Print the line that contains "Target: holster" and every line after it through the last line of the records below, exactly as written and nothing else.

┌────────

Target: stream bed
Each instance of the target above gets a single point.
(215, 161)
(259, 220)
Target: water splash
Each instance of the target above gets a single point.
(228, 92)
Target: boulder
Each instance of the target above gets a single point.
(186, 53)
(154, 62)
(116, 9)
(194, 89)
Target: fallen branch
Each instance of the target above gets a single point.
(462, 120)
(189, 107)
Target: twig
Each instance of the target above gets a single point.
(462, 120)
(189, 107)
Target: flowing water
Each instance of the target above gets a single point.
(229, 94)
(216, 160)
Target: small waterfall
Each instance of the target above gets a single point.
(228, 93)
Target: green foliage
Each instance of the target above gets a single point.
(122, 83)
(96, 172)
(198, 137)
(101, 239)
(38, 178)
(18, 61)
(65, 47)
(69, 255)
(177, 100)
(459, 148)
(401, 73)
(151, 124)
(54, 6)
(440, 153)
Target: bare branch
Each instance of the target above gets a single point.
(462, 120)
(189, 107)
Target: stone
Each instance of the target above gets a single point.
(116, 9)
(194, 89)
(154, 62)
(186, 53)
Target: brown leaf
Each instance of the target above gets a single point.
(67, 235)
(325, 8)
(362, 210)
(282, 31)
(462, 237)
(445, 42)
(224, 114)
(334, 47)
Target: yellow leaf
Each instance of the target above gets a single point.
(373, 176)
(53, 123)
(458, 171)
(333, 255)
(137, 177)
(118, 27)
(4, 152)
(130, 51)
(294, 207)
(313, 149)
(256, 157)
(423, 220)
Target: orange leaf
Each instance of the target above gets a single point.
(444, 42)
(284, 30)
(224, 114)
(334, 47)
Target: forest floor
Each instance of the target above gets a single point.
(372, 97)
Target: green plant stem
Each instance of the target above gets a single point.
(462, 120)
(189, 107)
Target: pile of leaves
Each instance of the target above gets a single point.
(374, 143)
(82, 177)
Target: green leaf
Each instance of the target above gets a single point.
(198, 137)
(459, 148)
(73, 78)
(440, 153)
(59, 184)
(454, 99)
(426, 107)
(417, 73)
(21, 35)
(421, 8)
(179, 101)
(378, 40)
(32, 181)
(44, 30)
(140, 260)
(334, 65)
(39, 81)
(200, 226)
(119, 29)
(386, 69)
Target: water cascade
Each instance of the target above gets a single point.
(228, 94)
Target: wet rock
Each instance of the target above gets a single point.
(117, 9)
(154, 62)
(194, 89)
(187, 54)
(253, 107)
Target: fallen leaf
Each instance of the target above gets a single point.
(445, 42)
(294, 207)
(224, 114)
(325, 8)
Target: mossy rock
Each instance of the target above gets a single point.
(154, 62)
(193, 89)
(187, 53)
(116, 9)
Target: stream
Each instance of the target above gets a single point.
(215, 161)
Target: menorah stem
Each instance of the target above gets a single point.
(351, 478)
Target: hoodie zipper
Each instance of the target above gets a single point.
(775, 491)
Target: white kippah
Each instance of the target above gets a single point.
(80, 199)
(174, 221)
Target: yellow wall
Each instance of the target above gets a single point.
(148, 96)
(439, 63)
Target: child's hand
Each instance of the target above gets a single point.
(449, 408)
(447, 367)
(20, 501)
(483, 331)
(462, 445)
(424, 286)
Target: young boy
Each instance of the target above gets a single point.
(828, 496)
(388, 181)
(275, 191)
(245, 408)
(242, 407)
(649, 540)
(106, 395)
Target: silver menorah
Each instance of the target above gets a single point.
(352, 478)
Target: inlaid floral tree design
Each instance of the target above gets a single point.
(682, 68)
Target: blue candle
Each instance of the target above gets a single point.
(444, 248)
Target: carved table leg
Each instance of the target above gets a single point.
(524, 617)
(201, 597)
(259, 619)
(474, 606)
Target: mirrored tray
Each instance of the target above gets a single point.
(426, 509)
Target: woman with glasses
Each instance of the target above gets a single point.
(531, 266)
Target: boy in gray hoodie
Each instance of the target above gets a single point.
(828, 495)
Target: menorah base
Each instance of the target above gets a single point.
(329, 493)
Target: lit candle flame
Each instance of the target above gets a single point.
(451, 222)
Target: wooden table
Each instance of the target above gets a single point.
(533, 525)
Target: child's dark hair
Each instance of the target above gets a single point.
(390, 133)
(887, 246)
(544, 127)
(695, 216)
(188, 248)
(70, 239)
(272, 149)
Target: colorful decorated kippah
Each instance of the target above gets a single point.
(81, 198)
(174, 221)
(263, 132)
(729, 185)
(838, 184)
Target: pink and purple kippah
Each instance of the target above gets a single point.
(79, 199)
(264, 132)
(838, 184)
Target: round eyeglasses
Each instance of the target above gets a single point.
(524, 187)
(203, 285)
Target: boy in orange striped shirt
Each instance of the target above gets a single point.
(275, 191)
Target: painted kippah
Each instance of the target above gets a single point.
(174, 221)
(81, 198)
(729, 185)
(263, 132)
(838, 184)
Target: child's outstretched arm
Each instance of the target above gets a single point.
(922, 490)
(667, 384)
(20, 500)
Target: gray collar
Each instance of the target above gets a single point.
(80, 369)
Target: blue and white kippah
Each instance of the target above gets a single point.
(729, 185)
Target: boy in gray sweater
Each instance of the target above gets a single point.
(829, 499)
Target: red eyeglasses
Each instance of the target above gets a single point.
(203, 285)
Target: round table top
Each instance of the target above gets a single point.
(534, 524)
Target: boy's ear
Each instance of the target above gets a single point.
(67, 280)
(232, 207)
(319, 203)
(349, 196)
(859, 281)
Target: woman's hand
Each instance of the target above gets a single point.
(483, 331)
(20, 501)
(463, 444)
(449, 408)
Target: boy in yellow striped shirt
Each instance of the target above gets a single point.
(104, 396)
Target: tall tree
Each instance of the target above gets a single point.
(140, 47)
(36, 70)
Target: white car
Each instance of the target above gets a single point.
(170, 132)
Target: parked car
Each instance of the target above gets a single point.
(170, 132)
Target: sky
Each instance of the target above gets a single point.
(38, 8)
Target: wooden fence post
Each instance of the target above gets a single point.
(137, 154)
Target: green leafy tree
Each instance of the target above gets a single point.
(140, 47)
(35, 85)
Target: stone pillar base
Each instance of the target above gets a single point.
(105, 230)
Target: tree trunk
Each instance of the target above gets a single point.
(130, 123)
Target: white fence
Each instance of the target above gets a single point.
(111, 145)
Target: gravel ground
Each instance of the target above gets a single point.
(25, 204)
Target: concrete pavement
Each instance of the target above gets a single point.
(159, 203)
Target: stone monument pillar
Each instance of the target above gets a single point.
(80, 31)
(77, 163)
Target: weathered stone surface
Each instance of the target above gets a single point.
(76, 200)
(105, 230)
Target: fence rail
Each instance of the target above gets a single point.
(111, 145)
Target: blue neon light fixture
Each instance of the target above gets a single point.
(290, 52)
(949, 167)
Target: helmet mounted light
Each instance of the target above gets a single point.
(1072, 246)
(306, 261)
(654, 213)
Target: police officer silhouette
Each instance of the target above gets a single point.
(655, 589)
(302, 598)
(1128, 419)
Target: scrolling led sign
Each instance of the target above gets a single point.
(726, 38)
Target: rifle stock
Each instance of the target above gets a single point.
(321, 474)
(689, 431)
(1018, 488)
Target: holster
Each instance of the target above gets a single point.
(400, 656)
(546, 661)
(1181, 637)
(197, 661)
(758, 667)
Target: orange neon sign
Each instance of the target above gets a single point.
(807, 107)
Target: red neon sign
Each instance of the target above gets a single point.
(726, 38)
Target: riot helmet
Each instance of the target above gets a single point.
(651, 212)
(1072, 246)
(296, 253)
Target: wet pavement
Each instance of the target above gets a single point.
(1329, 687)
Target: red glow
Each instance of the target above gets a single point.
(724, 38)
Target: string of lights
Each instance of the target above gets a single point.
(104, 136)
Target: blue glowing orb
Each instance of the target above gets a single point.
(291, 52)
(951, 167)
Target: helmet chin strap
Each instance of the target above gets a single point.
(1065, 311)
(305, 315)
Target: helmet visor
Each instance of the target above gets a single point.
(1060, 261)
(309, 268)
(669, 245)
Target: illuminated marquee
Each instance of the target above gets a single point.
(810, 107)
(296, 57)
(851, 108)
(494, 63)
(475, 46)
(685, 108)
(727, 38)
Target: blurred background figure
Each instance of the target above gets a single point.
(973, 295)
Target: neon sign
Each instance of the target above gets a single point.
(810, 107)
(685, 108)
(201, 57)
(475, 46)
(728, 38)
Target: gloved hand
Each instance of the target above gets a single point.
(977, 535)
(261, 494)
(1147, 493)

└────────

**SOLUTION**:
Target: holster
Each instance of the target above gets a single point.
(400, 656)
(546, 661)
(1181, 637)
(197, 661)
(758, 667)
Target: orange neon sign
Each instance of the target above gets a single point.
(807, 107)
Target: red neon sign
Each instance of the target above gets a single point.
(726, 38)
Target: riot helmet
Each instance of the target above gets a single point.
(651, 212)
(1072, 246)
(296, 253)
Target: wet pavement
Each instance of the target above gets a single point.
(1329, 687)
Target: red glow
Each instance of the target above gets a single point.
(724, 38)
Target: string of lights
Each instance of the target above gets a single point.
(104, 136)
Target: blue glowing orb
Each instance of the target above gets a single point.
(291, 52)
(951, 167)
Target: helmet chin strap
Each instance of the target above gets a single point.
(1065, 311)
(305, 315)
Target: helmet visor
Each instance of the target above gets a single point.
(1060, 261)
(309, 268)
(669, 245)
Target: illuminated marquee
Each instance of the target above gets a single point.
(810, 107)
(296, 57)
(851, 108)
(494, 63)
(475, 46)
(685, 108)
(727, 38)
Target: blurred background figure
Each instance of the target above gets a single point.
(973, 295)
Target: neon sign
Each instance of the target above gets a single point.
(810, 107)
(685, 108)
(201, 57)
(475, 46)
(728, 38)
Target: gloved hand
Each instance of the target above gets a single point.
(977, 535)
(261, 494)
(1147, 493)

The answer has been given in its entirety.